***** DOCUMENT EXCERPT

The mega-rich owners of the Financial District parking garage that collapsed Tuesday — killing one worker and injuring several others — are wealthy New Yorkers from ritzy suburbs who have been buying and selling property for decades, city records show.
The two brothers — Alan and Jeffrey Henick — formed a company named 57 Ann Street Realty Associates and took out a $3 million mortgage in December 1988 to buy the lot, according to property records.
But that wasn’t their only endeavor.
Alan Henick also ran WB Acquisition, which sold a commercial property near the Brooklyn waterfront to a development group for nearly $20 million in 2012, according to the real estate website The Real Deal.
And he’s the CEO of the Brooklyn-based Western Carpet and Linoleum, a century-old business operating out of the same Williamsburg neighborhood, according to public records.
Jeffrey Henick wrote on his LinkedIn profile that he is the principal of Wickshire Capital, LLC, a Delaware-registered firm that he’s run since 2011.
The pair had done well for themselves, as evidenced by their mammoth homes.
Alan owns a $1.4 million gated home in Syosset, New York, that sits cloaked in woods at the end of a lengthy, rhododendron-lined driveway.
A woman who answered the door Thursday promptly closed it when a reporter from The Post identified himself. She declined to speak.
Meanwhile, Jeffrey owns a more ostentatious plot in Armonk, New York — a 6-bedroom, 7-bathroom mansion on a sprawling tract that includes a pool, tennis courts and a library. He’s placed it on the market for a cool $3.9 million.
Jeffrey also owns a $3.4 million, luxury two-bedroom apartment in Miami that he bought in 2021.
The wealthy duo will likely come under increased scrutiny after their parking garage at 57 Ann Street fell in on itself Tuesday afternoon.
Preliminary FDNY reports say the catastrophe was likely caused by the building’s age, as well as the number of cars parked on its top deck.
But the Manhattan District Attorney’s Office has also opened an official investigation into why the century-old structure fell.
City records show four open violations against the building’s owners, all of which were related to construction issues.
But it remains unclear if any of the defects or failures that inspectors found contributed to structure’s ruination.
One man — Willis Moore, 59 — died during the collapse. Rescue workers finally removed his trapped body Wednesday afternoon and handed it over to the city medical examiner.

**********

ASSIGNMENT: Translate this sentence from the article on the parking garage collapse into Spanish: "Preliminary FDNY reports say the catastrophe was likely caused by the building's age, as well as the number of cars parked on its top deck." The records that come next have no connection to the article.

***** SUPPLIED DATA

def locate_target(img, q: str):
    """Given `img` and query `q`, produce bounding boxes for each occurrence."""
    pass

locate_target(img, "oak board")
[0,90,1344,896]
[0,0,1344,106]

**********

SOLUTION TO THIS EXERCISE: Los informes preliminares del FDNY indican que la catástrofe probablemente fue causada por la antigüedad del edificio, así como por la cantidad de autos estacionados en su piso superior.